EXTRACT TO READ.
Beyond Great

Beloved  a novel by Toni Morrison.  Vintage.  324 pp.  $16.00. *****

I’ve been asking myself lately what literary greatness is, and how it comes about.  Does the artist actually see and understand more than the rest of us, or does she just put it into words better?  Back in the old days we talked about writers having talent, other writers having genius, as if that were another thing altogether.  But those are just words.  What do they mean?

I’ve said that I think Toni Morrison was a great writer from the start, all her novels are great in some way, but Beloved is at another level.  If she had not written this novel she probably wouldn’t have won the Nobel Prize, and wouldn’t have the high standing she occupies.  But the question “How did she do this?” is utterly stupefying to me.  It’s like confronting the first section of The Sound and the Fury, or that whole book.  As a jazz musician once said about Louis Armstrong, “You just wonder where a guy like that came from.”

There’s also the sheer nerve involved, the possibility that the world would find it laughable, or offensive.  We look back now and say that could never be true, but her daring impresses me as much as anything else.  Again, as Faulkner said when his third novel, Sartoris, had failed and he was about to start The Sound and the Fury, he would just write it and be damned.

In the documentary about Morrison, Oprah Winfrey claims that she read Beloved in a single day, starting in the morning and finishing that evening.  I don’t see how she could take it.  As great as Beloved is, and as magnificent the language, it was difficult to pick up every night.  It was too heavy, too painful.  Once I got into it every evening the language carried me away.  But that reluctance never left.

On one level, Beloved is a ghost story.  In 1873, a house in Cincinnati is haunted by a spirit.  The woman who lives there, Sethe, is a former slave, and her daughter Denver is so traumatized by the situation that she never leaves the house, and is terribly shy and withdrawn.  Her brothers, twins named Howard and Buglar, have already left, at the age of 13, and Sethe’s mother in law, a preacher named Baby Suggs, has died.  A friend of Sethe’s from her past named Paul D, a man who knew her when they were both slaves, comes to visit, and in the process of becoming Sethe’s lover—something he had dreamed of in the old days—he rids the house of the spirit, and brings the place back to reality.

But then one day a young woman appears—as we see her in the novel, she emerges from a lake—and waits for the family.  She’s the age Sethe’s other daughter would have been if she hadn’t died.  She says her name is Beloved.  That’s the word on the dead daughter’s tombstone.

BRIEF A. Summarize the review of Beloved in two sentences.
The review and the listing below are unrelated material.

DATA ROWS.
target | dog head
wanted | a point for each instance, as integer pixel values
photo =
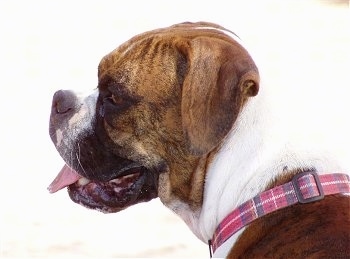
(165, 101)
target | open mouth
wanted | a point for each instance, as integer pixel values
(134, 185)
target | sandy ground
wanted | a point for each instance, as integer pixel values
(49, 45)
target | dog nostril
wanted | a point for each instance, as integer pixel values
(63, 102)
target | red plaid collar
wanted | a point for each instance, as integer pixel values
(304, 188)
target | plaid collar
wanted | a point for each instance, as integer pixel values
(305, 187)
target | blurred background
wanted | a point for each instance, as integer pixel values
(51, 45)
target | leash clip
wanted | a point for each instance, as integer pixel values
(210, 248)
(298, 192)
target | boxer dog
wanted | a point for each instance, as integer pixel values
(178, 114)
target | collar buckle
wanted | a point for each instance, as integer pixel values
(298, 191)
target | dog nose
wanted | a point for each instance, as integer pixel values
(64, 101)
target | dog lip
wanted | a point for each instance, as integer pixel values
(136, 185)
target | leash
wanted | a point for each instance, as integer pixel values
(304, 188)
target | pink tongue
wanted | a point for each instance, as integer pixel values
(64, 178)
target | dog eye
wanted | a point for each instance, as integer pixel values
(117, 99)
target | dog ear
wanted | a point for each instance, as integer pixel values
(221, 76)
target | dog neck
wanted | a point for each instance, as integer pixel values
(254, 154)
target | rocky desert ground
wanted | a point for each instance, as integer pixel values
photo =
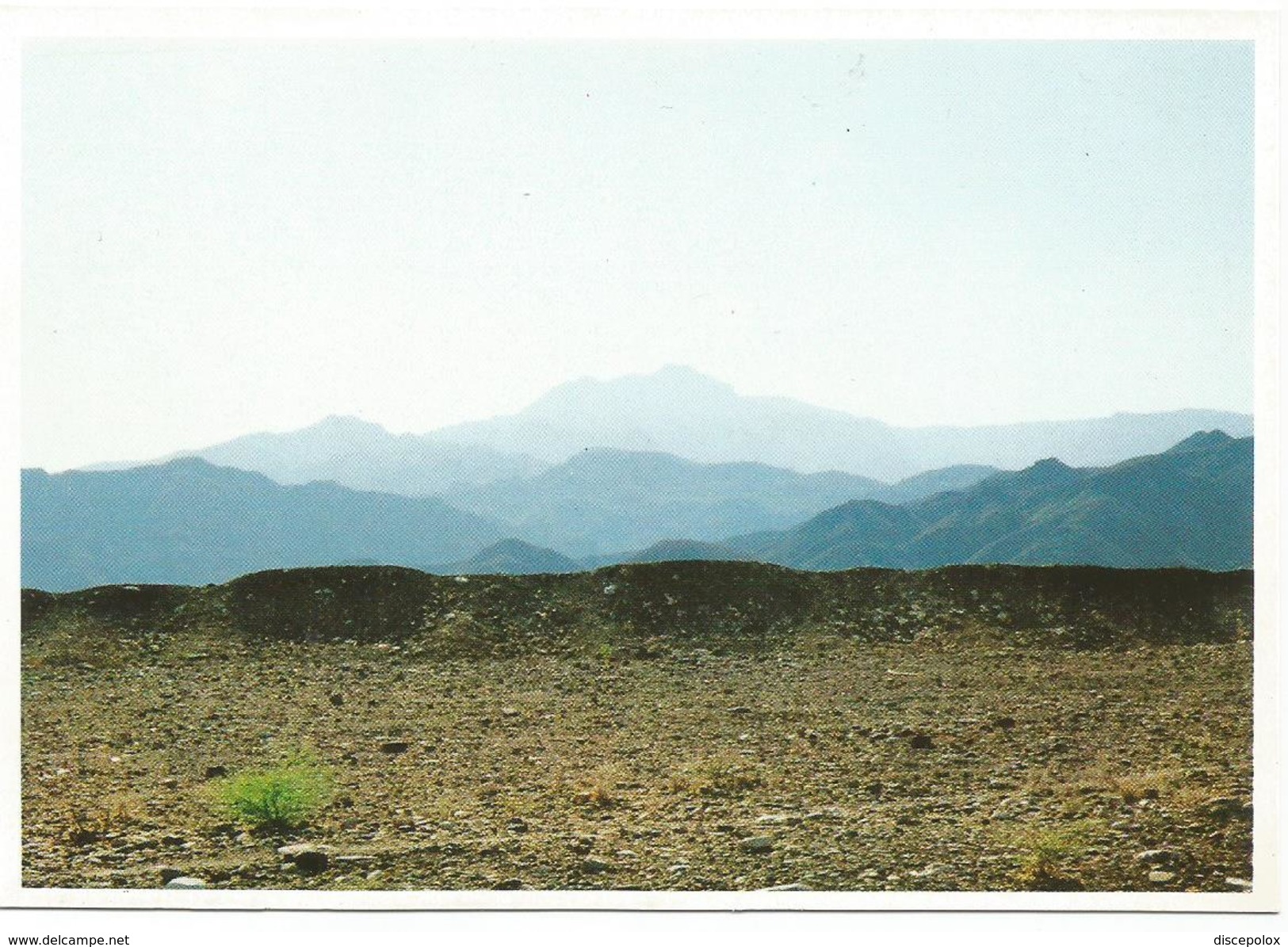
(675, 726)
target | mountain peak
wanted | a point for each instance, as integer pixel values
(346, 424)
(1202, 441)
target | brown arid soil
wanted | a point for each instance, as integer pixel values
(679, 726)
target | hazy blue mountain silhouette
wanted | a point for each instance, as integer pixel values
(513, 558)
(606, 500)
(364, 456)
(1191, 506)
(680, 411)
(191, 522)
(692, 416)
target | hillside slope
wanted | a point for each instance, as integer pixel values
(1191, 506)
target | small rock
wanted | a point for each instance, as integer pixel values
(1225, 808)
(309, 860)
(185, 883)
(312, 862)
(1154, 856)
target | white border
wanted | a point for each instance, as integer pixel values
(1261, 27)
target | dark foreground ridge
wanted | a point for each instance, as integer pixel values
(643, 609)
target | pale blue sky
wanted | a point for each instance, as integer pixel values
(222, 239)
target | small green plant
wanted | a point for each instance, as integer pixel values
(720, 774)
(273, 800)
(1045, 864)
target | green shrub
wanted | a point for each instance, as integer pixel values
(276, 799)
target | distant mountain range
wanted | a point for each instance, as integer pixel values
(361, 455)
(680, 411)
(511, 558)
(189, 522)
(692, 416)
(1191, 506)
(606, 500)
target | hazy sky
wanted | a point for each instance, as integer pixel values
(222, 239)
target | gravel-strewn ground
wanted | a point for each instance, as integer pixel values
(947, 762)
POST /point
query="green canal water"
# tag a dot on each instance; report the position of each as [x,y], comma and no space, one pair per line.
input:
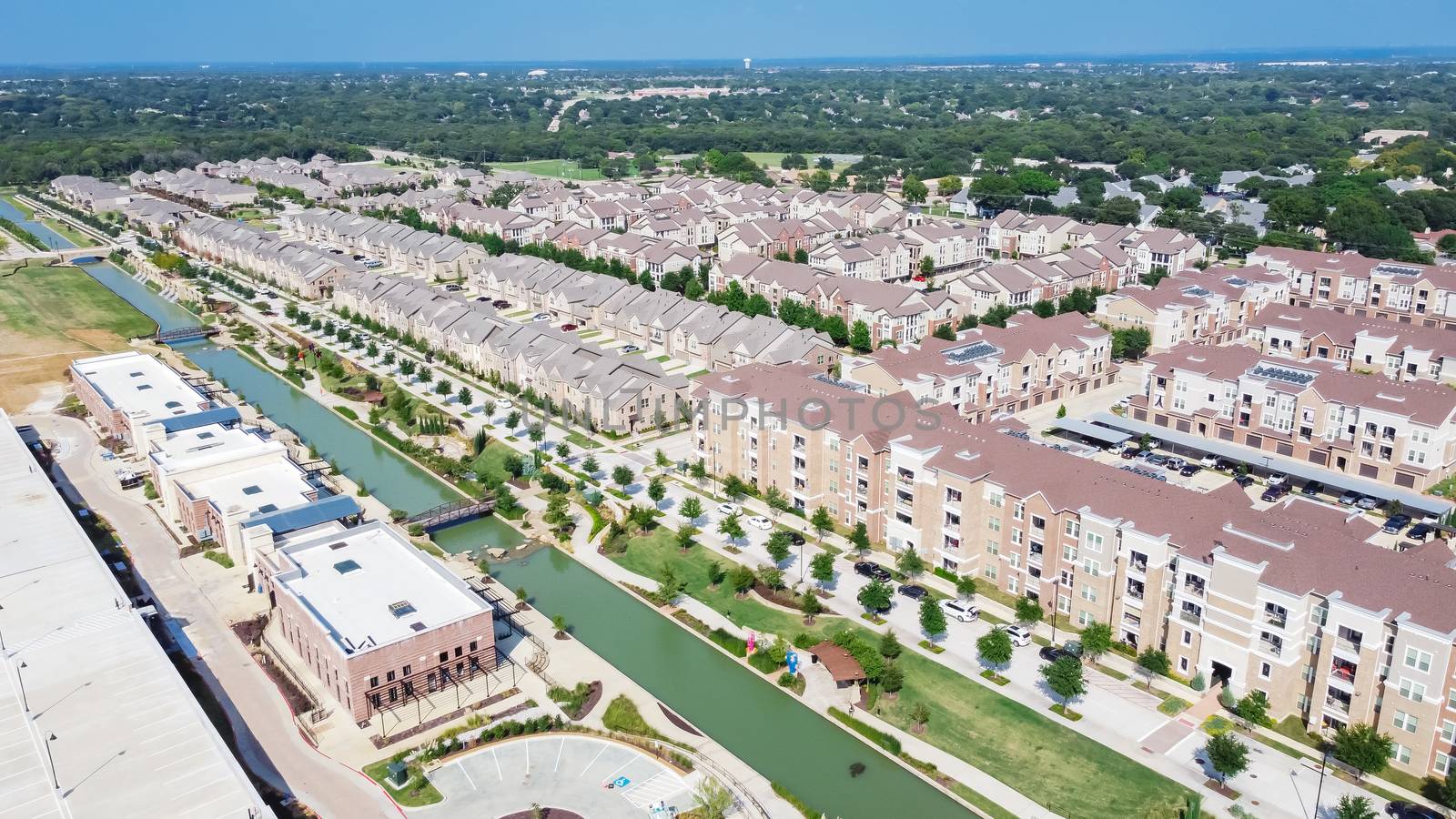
[747,714]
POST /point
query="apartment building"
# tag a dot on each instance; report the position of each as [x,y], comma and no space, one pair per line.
[1400,433]
[1030,280]
[378,622]
[768,238]
[1361,286]
[893,312]
[1212,307]
[128,392]
[989,372]
[880,257]
[1397,350]
[1292,602]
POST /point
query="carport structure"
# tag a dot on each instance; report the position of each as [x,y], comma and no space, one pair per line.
[1259,460]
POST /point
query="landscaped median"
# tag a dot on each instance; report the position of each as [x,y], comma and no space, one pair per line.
[1016,745]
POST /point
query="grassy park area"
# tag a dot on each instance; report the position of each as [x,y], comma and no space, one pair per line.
[555,167]
[1012,742]
[50,315]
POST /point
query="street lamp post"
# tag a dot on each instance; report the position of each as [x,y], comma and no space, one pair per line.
[21,676]
[56,778]
[1320,789]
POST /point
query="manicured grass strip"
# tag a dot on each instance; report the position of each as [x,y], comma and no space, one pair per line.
[992,732]
[866,731]
[408,797]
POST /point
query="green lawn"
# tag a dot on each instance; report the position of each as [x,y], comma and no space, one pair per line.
[427,796]
[58,302]
[968,720]
[491,464]
[557,167]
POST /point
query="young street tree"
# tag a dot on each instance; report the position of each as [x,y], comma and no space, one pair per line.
[1152,663]
[875,596]
[822,569]
[932,620]
[779,547]
[655,490]
[995,649]
[1228,756]
[822,521]
[1065,678]
[732,528]
[1363,748]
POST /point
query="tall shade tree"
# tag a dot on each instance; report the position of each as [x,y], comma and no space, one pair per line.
[1228,756]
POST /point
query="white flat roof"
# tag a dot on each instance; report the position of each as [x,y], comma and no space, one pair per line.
[130,738]
[181,450]
[140,385]
[370,586]
[267,487]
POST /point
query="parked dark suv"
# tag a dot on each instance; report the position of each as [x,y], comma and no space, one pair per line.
[873,570]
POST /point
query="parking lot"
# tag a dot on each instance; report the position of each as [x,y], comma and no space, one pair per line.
[584,774]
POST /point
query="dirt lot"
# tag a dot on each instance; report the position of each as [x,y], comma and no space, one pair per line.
[50,315]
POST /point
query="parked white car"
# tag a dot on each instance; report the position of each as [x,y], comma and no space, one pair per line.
[1019,634]
[963,611]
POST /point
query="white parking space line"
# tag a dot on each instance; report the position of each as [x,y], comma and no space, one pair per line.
[594,760]
[466,775]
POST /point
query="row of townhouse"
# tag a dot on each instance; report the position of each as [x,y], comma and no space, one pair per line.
[293,266]
[419,252]
[1210,307]
[599,387]
[1397,350]
[1014,234]
[638,252]
[473,219]
[766,238]
[146,213]
[705,336]
[877,257]
[1361,286]
[193,187]
[989,372]
[893,312]
[91,193]
[1028,280]
[1295,603]
[863,210]
[1401,433]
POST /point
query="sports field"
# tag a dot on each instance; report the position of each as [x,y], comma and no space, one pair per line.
[50,315]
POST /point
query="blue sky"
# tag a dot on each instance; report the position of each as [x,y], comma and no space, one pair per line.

BRIEF B. Print the lines of the listing between the line holding "target | hillside slope" and the line holding "(1154, 856)", inclusive.

CORRECT RESULT A. The reviewer ranks Toni Morrison's Beloved a level above her other great novels and is struck by both the achievement and the daring behind it, yet finds the book too painful to pick up each night despite its magnificent language. On one level it is a ghost story set in 1873 Cincinnati, where Paul D, a friend from Sethe's past as a slave, rids her house of a spirit, after which a young woman appears who calls herself Beloved, the word on Sethe's dead daughter's tombstone.

CORRECT RESULT B.
target | hillside slope
wanted | a point for each instance, as integer pixel values
(1191, 506)
target | small rock
wanted | a point for each instance, as integer pixel values
(1225, 808)
(309, 860)
(185, 883)
(312, 862)
(1154, 856)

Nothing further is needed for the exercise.